Is a university education worth the cost?

So even though I am pro education, the point of the OP was if an education was worth the cost. It appears to me that education has become big business. I live in Ames, home of Iowa State University. My wife, my daughter, and I are graduates of ISU. They are growing at an incredible rate. They went right on building through the recession and never even slowed down. Sometimes it seems like ISU football and basketball are the two most important endeavors at ISU, and they can't win a game. They send me more letters asking for money than the AOPA and the NRA combined. In the mean time, they just keep cranking up the cost of tuition and housing to the point where the students are struggling to pay for it. I don't think that a kid could work his or her way through college anymore.

The college that my son went to is just insanely expensive. At the same time, I just have to wonder how many kids are actually paying the full amount. My son got an academic scholarship. That means he didn't pay any tuition. None. I'm happy about that, but who is footing the bill then? He lived the last two years in a house with five other guys. Every one of those kids was getting some sort of scholarship that paid for all or part of the tuition, be it academics or sports. Who is footing the rest of it? In the whole four years that he went to college there, I never met a kid who wasn't getting some sort of assistance.

When I went to college, I went on the GI bill. I didn't pay a cent for a four year degree. When my wife went to grad school she taught a couple of classes which paid her a stipend and half her tuition. My daughter got through college on a work study program through the university. In other words, none of us paid the full amount.

So I guess I'm wondering what the true cost of an education is? A lot of kids borrow a lot of money for college, but a lot of that money does not go toward their education.
= = = =
● **EXERCISE 1**:
Answer these from the post on university costs:
(a) Which city does the writer live in?
(b) What paid for the writer's own four-year degree?
(c) How did the writer's daughter get through college?
= = = =
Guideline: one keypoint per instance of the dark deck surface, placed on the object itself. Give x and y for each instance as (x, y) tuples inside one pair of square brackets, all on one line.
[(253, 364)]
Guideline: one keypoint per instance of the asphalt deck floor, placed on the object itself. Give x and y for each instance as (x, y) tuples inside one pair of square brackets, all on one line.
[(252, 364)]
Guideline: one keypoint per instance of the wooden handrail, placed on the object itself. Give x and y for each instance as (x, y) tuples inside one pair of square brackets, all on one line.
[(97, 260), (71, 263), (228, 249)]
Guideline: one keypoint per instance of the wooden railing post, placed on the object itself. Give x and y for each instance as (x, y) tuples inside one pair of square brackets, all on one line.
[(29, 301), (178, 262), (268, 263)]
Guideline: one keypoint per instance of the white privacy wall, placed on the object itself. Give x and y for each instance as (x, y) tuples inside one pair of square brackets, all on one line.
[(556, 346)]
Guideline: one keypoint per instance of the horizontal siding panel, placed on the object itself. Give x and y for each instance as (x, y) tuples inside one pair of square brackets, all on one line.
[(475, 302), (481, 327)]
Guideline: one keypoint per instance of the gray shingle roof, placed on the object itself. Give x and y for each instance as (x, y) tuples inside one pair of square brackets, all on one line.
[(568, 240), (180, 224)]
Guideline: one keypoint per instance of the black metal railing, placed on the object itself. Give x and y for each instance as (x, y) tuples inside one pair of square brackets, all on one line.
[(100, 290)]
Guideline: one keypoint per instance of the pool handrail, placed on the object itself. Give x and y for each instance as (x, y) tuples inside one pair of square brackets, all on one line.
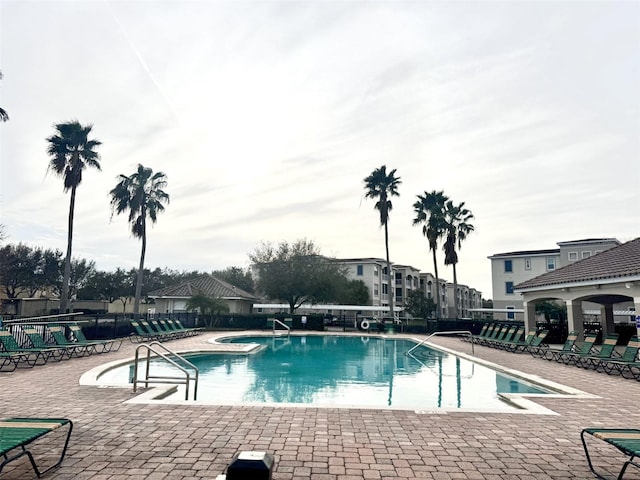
= = = =
● **EXERCISE 2**:
Rewrite the records from their start through the line containing "[(100, 290)]", replacing "keypoint" with "marker" and leaving everything else unchanged.

● **SOLUTION 1**:
(a) Ames
(b) The GI bill
(c) On a work study program through the university

● **SOLUTION 2**:
Guideline: one marker per instance of the dark deck surface, placed on the object itself. Give x and y for each instance as (x, y) tuples inside one pair of square brackets, all on one line.
[(253, 364)]
Guideline: one marker per instance of the asphalt deck floor, placed on the object itself. Give x and y for each instance as (x, y) tuples inside one pair of square brackets, all on one line.
[(252, 364)]
Guideline: one marker per instance of the wooden handrail, placed on the object itself. Give x and y for each instance as (x, y) tuples inside one pair of square brackets, all on one line.
[(97, 260), (71, 263), (228, 249)]
Guideline: one marker per instance of the wooden railing post, placed on the object itself. Give x and y for each instance as (x, y) tuples inside one pair of square brackets, all on one line.
[(29, 301), (178, 262), (268, 263)]
Guideline: one marker per instance of the white privacy wall, placed on the object itself. Give x and y for each instance as (x, y) tuples inside one pair of square brackets, all on one line.
[(556, 346)]
Guideline: one marker per instance of the horizontal siding panel, placed on the object itself. Give x and y for each instance as (x, y) tuples inside one pair of square brackets, all on one line.
[(475, 302), (481, 327)]
Guideline: one marker per instance of the gray shingle roof, placed on the object itself. Give x and y for each instance as (x, y) tuples inside one pair of square brackets, all on one line.
[(568, 240), (180, 224)]
Guideline: one marker per instance of the black metal railing, placed on the object itself. Give x and y for each instance as (x, y) tuples inside one pair of square brackets, all on one line.
[(100, 290)]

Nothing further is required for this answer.